Exercise :: For every entry below, retype it exactly as it reads.

Data for this task ::
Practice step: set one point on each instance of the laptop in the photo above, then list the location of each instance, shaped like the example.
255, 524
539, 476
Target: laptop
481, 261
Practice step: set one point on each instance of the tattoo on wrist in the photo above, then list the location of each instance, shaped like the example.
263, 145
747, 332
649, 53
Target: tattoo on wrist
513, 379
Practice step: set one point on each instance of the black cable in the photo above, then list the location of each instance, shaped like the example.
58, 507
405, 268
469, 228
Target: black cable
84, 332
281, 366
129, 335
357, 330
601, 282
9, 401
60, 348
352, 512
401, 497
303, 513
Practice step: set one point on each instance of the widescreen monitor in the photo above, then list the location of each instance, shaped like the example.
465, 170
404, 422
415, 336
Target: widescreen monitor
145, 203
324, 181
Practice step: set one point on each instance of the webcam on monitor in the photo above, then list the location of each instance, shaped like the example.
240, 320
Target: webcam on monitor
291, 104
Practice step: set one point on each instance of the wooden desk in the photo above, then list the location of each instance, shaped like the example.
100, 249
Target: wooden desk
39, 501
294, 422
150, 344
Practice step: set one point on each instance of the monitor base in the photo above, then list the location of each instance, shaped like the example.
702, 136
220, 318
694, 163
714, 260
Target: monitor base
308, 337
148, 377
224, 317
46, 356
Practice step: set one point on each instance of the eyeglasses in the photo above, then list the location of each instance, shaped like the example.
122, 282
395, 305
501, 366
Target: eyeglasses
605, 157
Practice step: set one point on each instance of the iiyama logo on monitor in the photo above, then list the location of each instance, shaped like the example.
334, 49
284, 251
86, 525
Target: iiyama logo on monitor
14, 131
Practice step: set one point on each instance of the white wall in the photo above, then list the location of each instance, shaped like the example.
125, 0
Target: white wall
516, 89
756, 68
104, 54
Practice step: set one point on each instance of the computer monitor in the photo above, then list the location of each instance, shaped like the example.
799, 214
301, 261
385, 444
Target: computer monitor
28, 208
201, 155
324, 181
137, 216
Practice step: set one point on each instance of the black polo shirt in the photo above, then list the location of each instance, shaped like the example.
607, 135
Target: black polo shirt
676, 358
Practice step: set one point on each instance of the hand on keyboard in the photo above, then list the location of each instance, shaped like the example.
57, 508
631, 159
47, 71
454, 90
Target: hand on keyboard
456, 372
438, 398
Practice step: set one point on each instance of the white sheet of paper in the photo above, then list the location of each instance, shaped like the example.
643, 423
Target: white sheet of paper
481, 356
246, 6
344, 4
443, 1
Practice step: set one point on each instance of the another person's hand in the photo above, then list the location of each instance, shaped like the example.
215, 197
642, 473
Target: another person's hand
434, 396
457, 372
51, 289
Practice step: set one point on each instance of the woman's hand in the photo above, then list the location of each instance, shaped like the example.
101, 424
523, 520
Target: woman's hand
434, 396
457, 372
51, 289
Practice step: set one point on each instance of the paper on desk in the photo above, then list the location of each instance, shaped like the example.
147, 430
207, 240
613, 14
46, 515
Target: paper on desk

Solved exercise ::
Practice step: set one point on each instance of the laptop in the photo above, then list the location of each instance, shaped like the example.
255, 524
539, 476
Target: laptop
481, 261
Practice step: set one point on each instance of the tattoo on wrist in the photo above, then list the location of each instance, shaped like the example.
263, 145
747, 332
649, 53
Target: tattoo on wrist
513, 379
Practice step: set one point on each instance of the black cable in the photo above, then list the location of each instance, shaped like the example.
58, 507
405, 268
469, 228
Target: black cable
84, 332
281, 366
129, 335
357, 330
601, 282
9, 401
60, 348
352, 512
401, 497
303, 513
Practice step: set one point on each instance of the widescreen monitor in the photo above, then list the location of each instance, shaped like the example.
465, 170
404, 422
415, 336
Target: widescreen monitor
145, 203
324, 181
Practice step: set one point on each instance of the webcam on monitor in the photo above, then list the location of each instance, shaped like the example.
240, 320
Target: webcam on monitor
291, 104
Practice step: set one point on each instance of the wooden desk in the photo above, then list the location of each instance, shaped like the example.
100, 249
Target: wooden desk
39, 501
294, 422
150, 344
Practice step: set one point on each instance of the monitor base in the photo above, then list the location of each instance, shaped like the example.
702, 136
220, 318
694, 163
714, 260
Target: monitor base
308, 337
148, 377
224, 317
46, 356
Practice step: set one point on each instance of the eyeglasses in the photo above, then list the location of each instance, shaped like the example.
122, 282
395, 305
501, 366
Target: eyeglasses
605, 157
Practice step: set one point on each instance of the iiyama logo on monitor in the photo above, then list the location of each instance, shaped like the example.
334, 49
284, 251
86, 525
Target: iiyama logo on monitor
14, 131
Practice step: set one point on each instance of the white wall in the photo above, then list the location of each instance, shaped like the example.
125, 0
Target: white wall
516, 89
756, 68
104, 54
Practice step: set one point on each instance of the computer monitor in the photo above, then list the location of each instance, shaped like the example.
799, 214
301, 261
385, 444
Target: computer monitor
28, 208
201, 155
324, 181
137, 216
Practice step: set one point on each instance of the black polo shirt in the photo above, then list the location of each instance, shaped like the example.
607, 135
Target: black polo shirt
676, 358
Practice step: set one point on each instance of the hand on keyboard in the photo above, then list the location of each instance, shaped like the example.
57, 508
631, 159
47, 71
454, 90
Target: hand on keyboard
456, 372
438, 398
Practice step: set one point on each instance of the white sheet of paper in the photo above, then list the location of each instance, shaped like the example.
643, 423
Target: white sheet of paper
481, 356
246, 6
344, 4
443, 1
Practice step: set one point on each instance of the another person's hand in the photo above, then list the location of each instance, shaped like the example.
215, 197
642, 473
Target: another person's hand
434, 396
457, 372
51, 289
Practice step: set one point on each instance of the woman's hand in the photo above, then list the location of each instance, shaped like the example.
101, 424
523, 520
Target: woman's hand
434, 396
457, 372
51, 289
Practice step: set one point on each instance of the paper on desk in the photo above, then list the location of each instance, shaped like the example.
147, 430
207, 240
613, 14
46, 515
Target: paper on desk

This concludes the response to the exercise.